§ Task instructions
Starting at the line with "Consider the photo below. For every instance of the pyramid", transcribe each line through the final one, both included, and add nothing.

§ Object location annotation data
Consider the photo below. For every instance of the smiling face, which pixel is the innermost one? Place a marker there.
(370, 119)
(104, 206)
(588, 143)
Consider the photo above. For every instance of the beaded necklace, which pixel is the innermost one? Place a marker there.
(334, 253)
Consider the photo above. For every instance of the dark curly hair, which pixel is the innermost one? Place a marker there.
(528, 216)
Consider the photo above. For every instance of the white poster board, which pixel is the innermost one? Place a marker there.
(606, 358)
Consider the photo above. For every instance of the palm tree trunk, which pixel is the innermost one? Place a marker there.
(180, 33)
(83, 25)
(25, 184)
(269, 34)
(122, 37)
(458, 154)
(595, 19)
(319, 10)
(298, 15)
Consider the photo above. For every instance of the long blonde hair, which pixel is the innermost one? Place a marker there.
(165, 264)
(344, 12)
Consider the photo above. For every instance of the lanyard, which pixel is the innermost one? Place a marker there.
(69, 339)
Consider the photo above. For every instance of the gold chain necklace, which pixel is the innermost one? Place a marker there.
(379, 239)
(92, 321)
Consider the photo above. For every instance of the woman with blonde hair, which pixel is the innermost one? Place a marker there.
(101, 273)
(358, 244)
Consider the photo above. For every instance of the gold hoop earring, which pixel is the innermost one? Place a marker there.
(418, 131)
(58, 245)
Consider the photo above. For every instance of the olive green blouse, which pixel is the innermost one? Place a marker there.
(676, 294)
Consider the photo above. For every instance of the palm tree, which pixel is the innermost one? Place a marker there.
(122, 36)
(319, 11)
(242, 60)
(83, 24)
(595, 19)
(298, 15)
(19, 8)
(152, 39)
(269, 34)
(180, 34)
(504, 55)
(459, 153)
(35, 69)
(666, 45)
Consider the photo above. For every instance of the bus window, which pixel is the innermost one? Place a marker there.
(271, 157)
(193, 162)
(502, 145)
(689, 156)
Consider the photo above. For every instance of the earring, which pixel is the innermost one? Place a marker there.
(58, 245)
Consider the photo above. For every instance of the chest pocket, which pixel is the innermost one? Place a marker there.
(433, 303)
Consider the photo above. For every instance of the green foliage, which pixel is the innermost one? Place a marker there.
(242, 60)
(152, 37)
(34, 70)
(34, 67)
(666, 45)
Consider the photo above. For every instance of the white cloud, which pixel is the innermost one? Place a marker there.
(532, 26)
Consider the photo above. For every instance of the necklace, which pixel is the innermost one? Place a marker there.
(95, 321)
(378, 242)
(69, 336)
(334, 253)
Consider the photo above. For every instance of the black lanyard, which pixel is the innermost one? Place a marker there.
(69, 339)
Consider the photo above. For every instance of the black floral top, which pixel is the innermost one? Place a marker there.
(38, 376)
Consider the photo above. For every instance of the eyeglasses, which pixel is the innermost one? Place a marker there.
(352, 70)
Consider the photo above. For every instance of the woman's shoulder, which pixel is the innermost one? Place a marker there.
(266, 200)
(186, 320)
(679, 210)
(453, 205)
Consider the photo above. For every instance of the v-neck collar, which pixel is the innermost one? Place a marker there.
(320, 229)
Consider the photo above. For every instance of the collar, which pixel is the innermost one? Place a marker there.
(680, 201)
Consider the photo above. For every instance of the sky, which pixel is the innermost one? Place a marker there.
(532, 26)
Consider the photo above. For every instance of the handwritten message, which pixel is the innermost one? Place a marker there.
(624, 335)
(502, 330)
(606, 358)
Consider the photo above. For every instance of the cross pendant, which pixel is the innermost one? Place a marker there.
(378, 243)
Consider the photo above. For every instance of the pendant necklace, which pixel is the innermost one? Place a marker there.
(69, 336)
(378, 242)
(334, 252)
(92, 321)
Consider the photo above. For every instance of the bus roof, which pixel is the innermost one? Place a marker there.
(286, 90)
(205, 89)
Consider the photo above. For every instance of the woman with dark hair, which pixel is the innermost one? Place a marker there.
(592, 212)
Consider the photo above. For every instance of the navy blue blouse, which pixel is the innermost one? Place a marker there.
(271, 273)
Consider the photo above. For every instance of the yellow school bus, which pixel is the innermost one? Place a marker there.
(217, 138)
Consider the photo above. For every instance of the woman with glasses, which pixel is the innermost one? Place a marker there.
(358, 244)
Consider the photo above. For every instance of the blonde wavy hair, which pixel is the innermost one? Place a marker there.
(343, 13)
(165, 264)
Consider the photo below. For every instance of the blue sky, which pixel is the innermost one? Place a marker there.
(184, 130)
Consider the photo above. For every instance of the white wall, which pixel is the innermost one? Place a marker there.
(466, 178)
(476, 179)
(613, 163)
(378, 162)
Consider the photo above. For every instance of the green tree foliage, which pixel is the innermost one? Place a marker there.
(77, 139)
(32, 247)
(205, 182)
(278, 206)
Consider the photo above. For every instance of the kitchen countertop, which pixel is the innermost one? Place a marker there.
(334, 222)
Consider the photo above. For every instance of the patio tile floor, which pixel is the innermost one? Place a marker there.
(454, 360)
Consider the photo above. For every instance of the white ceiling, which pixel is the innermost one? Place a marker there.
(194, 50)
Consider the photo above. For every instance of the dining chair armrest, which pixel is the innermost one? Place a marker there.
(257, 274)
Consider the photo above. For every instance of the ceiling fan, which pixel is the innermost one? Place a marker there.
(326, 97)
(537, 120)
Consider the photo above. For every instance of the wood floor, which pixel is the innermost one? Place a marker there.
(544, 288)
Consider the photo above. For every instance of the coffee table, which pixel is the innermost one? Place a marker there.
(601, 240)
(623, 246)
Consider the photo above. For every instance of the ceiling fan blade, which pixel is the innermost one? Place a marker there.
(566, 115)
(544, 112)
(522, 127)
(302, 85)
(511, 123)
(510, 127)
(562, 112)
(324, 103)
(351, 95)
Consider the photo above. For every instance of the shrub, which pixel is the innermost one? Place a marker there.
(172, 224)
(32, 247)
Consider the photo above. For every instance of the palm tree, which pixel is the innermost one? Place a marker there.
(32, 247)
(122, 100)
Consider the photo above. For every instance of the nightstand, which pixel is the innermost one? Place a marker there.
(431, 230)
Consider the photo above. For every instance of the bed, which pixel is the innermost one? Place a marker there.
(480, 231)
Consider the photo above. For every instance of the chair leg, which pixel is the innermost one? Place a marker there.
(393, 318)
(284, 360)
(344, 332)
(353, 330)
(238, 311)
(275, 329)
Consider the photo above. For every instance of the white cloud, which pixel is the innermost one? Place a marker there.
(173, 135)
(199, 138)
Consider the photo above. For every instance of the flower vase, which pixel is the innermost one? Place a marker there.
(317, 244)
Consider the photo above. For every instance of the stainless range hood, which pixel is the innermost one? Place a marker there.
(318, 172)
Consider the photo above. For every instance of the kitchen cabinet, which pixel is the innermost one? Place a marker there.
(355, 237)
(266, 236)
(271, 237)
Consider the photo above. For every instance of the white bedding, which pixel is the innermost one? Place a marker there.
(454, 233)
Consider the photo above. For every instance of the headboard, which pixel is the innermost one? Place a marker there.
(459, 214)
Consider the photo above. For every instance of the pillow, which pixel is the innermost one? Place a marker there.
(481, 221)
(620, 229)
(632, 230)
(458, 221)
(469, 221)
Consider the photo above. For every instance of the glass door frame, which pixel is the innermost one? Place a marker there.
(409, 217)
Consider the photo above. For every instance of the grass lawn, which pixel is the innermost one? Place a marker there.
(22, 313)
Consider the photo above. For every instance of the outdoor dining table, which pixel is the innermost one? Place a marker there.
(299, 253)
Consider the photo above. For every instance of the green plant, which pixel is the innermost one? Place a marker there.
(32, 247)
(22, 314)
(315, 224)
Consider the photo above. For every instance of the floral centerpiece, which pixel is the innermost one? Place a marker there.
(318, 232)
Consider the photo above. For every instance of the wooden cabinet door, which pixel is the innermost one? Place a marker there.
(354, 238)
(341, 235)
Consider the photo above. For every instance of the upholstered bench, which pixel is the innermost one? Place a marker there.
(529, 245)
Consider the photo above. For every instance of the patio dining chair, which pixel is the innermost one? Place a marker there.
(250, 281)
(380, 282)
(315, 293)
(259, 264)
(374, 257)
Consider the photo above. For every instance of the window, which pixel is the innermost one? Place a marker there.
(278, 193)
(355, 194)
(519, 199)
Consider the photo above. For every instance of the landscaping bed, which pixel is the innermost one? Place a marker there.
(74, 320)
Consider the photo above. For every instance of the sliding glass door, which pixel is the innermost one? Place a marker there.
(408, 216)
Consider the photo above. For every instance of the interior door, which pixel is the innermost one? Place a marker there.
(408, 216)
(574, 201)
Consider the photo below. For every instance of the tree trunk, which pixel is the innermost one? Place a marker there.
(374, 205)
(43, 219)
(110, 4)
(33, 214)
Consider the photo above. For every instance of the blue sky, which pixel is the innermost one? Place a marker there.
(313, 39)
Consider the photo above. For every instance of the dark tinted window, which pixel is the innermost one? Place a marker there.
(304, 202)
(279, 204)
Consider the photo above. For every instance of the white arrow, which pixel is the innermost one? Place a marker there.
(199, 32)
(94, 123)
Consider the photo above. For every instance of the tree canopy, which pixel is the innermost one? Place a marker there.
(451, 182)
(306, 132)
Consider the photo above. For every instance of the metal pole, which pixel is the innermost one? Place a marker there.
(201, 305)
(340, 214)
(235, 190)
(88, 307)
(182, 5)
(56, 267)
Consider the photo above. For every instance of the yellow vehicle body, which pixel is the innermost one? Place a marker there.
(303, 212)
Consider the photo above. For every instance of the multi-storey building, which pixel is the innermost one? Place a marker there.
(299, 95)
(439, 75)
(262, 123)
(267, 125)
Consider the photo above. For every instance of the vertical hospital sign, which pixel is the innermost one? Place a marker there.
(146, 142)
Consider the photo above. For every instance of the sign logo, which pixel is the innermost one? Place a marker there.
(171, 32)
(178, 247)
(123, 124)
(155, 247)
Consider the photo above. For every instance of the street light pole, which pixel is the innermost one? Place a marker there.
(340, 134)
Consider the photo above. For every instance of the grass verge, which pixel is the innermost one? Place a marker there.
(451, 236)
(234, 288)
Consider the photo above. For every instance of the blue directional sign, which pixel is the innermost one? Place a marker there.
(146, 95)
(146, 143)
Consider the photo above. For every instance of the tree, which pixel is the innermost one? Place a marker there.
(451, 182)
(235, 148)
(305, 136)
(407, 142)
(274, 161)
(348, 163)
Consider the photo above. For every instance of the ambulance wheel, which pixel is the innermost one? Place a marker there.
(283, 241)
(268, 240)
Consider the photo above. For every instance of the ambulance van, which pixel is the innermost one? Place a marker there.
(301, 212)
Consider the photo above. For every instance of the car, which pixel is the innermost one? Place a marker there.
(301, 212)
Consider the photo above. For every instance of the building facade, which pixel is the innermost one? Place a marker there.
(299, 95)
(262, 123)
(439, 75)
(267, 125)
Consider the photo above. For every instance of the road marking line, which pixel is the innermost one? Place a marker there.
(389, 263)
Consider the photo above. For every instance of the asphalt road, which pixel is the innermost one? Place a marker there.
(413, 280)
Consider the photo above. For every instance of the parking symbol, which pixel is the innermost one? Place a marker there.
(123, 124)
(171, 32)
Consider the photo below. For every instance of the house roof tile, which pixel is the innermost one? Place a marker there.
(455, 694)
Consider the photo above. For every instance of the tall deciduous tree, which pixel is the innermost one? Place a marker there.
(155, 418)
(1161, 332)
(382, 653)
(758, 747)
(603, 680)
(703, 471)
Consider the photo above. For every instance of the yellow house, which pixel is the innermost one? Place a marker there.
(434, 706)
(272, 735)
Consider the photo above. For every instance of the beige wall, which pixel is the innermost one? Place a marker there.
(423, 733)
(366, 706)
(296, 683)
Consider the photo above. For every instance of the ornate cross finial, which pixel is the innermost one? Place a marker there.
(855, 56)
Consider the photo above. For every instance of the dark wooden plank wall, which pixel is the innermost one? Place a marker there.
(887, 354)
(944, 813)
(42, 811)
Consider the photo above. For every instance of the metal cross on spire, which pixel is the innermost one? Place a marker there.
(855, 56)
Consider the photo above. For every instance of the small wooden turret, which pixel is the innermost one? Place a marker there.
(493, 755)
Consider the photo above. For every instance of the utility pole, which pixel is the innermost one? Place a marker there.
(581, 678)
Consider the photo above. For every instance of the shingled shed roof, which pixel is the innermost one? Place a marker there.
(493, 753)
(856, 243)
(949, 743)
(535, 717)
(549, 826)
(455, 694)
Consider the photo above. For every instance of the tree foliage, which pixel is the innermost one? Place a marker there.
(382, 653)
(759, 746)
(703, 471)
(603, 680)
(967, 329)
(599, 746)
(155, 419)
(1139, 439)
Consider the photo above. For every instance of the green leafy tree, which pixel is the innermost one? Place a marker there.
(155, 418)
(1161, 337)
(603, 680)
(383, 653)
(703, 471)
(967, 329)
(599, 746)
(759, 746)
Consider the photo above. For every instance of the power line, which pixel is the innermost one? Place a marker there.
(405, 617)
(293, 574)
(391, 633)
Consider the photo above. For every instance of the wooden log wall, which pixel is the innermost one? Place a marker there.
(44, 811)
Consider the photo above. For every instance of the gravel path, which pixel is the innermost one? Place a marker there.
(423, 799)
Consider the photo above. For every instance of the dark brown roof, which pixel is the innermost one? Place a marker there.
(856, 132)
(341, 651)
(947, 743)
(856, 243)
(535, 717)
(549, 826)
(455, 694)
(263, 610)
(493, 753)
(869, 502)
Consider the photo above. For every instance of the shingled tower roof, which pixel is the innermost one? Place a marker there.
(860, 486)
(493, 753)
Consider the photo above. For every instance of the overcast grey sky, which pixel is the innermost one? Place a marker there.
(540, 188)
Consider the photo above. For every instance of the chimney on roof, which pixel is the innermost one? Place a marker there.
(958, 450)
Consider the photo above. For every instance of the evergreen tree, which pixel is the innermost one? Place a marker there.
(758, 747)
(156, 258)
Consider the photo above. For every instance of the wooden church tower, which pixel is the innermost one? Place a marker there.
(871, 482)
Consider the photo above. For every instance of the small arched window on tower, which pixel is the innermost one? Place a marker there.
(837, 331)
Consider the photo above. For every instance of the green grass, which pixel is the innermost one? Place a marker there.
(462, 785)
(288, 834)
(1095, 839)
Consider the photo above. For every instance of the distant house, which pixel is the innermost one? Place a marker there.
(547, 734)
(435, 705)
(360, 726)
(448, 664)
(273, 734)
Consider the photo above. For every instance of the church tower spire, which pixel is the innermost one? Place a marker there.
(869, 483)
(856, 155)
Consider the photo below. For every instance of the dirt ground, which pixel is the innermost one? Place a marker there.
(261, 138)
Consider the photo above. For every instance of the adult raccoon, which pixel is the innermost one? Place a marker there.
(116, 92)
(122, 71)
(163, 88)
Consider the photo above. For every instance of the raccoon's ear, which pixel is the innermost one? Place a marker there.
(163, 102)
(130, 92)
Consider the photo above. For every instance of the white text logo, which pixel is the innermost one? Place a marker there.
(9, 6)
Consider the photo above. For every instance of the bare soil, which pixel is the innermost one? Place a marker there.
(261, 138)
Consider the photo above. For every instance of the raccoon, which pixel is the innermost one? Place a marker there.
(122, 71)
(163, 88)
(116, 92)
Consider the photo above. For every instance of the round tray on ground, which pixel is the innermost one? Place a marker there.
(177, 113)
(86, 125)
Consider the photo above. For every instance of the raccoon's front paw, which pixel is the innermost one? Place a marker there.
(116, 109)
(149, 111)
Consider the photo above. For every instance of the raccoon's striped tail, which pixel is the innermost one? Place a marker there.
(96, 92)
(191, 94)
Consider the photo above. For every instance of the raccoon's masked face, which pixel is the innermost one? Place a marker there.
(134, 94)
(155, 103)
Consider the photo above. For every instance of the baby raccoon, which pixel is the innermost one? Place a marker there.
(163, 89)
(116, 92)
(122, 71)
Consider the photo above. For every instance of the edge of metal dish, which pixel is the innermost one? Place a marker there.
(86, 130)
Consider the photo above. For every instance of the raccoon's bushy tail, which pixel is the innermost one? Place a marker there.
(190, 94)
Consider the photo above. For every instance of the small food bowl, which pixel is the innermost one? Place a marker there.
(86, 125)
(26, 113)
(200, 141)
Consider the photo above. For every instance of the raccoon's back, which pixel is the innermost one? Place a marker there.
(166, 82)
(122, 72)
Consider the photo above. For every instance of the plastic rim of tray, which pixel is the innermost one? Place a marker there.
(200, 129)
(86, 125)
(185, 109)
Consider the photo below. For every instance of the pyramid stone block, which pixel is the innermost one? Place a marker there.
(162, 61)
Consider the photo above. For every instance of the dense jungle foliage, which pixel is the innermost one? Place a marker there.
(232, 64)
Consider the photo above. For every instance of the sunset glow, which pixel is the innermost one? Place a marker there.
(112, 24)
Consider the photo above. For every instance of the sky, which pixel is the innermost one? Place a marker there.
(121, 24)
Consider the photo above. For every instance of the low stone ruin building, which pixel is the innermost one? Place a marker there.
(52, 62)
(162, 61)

§ Written answer
Consider the photo below. For every instance of the pyramid stone block, which pixel is the innermost one? Place a marker there.
(162, 61)
Consider the photo above. For every instance of the dense jungle foliage, which pixel is the innermost one? Place a marker there.
(232, 64)
Consider the photo above. For every instance of the sunset glow, which pixel is the innermost one? Place a marker there.
(112, 24)
Consider the photo above. For every instance of the sky, which pixel is the innermost one? Place a marker there.
(121, 24)
Consider the photo above. For every instance of the low stone ruin building, which pixel is the innermost one? Place a marker there.
(52, 62)
(162, 61)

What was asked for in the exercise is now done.